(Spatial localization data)
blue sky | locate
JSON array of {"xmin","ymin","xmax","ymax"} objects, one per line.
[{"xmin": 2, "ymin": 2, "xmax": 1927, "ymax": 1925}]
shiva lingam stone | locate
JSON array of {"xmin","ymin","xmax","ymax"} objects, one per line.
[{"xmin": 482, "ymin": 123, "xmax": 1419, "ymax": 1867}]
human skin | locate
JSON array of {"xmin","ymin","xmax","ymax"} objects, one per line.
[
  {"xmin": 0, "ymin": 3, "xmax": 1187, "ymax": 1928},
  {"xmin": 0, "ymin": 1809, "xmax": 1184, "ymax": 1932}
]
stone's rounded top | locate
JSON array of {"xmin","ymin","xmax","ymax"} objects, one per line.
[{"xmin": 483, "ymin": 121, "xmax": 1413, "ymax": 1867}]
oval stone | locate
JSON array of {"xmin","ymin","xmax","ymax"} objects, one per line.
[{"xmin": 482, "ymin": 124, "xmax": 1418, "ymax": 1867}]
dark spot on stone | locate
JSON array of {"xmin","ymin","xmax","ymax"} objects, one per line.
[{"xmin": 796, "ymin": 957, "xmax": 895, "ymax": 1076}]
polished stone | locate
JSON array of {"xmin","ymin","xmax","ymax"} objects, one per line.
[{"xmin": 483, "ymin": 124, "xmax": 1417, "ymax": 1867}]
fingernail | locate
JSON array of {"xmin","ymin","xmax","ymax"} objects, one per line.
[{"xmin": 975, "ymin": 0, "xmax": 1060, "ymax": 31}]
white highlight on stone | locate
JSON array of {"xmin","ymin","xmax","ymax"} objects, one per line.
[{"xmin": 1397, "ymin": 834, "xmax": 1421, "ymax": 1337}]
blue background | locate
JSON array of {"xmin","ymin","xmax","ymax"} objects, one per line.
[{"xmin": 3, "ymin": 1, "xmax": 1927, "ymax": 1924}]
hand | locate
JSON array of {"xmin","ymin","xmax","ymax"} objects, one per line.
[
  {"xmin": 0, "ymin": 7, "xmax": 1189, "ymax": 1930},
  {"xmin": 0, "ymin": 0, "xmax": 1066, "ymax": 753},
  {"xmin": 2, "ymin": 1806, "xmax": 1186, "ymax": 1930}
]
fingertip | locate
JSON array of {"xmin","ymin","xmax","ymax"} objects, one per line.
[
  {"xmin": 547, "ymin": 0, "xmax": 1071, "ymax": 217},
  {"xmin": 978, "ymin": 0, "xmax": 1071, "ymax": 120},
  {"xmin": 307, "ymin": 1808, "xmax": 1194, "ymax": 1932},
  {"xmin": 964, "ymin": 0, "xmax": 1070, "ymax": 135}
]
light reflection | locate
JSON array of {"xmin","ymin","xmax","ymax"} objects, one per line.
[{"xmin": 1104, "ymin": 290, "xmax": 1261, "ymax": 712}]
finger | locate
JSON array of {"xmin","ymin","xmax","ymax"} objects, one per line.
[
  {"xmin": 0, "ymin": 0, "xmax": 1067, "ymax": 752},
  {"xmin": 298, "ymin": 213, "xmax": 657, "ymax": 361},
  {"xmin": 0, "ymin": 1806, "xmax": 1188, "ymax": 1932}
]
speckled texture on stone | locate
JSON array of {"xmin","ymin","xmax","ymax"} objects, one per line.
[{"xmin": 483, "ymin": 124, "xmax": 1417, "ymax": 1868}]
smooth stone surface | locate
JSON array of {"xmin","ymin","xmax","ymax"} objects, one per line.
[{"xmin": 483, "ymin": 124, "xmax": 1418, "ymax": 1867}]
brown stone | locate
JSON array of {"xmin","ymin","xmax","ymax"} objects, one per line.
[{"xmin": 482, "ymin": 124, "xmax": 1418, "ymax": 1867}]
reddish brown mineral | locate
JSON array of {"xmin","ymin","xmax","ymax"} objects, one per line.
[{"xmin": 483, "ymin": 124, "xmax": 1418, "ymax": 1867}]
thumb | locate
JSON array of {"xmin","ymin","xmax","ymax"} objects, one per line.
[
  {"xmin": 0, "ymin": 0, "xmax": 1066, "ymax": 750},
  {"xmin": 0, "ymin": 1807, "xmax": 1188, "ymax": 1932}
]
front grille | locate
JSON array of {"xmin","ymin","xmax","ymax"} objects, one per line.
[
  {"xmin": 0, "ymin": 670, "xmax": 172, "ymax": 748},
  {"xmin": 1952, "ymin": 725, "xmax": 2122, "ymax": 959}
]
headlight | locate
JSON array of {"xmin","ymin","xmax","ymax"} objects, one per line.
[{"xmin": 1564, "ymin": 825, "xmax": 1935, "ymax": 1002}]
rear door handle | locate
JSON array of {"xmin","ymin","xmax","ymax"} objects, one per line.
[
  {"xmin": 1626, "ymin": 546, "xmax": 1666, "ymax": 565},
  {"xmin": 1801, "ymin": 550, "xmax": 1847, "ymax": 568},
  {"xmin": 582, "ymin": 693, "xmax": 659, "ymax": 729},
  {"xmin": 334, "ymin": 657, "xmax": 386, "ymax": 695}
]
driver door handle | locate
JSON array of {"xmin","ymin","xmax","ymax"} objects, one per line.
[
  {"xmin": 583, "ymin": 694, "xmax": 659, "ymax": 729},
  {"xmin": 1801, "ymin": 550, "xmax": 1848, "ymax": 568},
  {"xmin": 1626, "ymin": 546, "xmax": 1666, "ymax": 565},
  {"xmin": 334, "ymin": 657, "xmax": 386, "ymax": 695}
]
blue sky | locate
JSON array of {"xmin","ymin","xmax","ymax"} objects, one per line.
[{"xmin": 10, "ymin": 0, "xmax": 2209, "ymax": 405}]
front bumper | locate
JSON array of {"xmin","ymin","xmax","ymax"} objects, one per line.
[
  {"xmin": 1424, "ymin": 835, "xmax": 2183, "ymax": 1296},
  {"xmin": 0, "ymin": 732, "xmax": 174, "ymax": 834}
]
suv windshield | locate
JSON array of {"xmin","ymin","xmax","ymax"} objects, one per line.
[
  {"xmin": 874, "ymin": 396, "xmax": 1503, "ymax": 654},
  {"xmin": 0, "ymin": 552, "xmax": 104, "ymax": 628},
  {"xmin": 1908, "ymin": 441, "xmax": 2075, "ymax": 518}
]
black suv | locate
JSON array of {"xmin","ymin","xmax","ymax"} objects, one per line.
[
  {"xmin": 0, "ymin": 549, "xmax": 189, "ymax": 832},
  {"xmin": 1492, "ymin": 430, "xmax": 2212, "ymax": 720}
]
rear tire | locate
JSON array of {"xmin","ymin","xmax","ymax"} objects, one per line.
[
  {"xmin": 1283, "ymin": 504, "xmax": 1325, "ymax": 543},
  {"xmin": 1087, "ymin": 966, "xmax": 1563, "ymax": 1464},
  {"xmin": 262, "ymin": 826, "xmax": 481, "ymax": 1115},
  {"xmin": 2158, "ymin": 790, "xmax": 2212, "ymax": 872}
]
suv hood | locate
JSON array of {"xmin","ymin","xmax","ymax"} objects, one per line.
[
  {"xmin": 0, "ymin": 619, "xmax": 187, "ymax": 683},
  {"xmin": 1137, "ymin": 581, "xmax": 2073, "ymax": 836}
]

### Work task
Up to and including the line with "oval stone | locate", repeat the data exactly, starting from its first line; nothing else belongs in the response.

### Output for this task
blue sky | locate
JSON array of {"xmin","ymin","xmax","ymax"} objects, one per line.
[{"xmin": 2, "ymin": 2, "xmax": 1927, "ymax": 1925}]
shiva lingam stone | locate
JSON array of {"xmin","ymin","xmax","ymax"} objects, one per line.
[{"xmin": 482, "ymin": 123, "xmax": 1419, "ymax": 1867}]
human skin | locate
JSON array of {"xmin","ymin","xmax","ymax"} objects, one per line.
[
  {"xmin": 0, "ymin": 3, "xmax": 1187, "ymax": 1928},
  {"xmin": 0, "ymin": 1809, "xmax": 1184, "ymax": 1932}
]
stone's rounded top | locate
JSON array of {"xmin","ymin","xmax","ymax"} objects, one per line.
[{"xmin": 483, "ymin": 121, "xmax": 1413, "ymax": 1867}]
oval stone | locate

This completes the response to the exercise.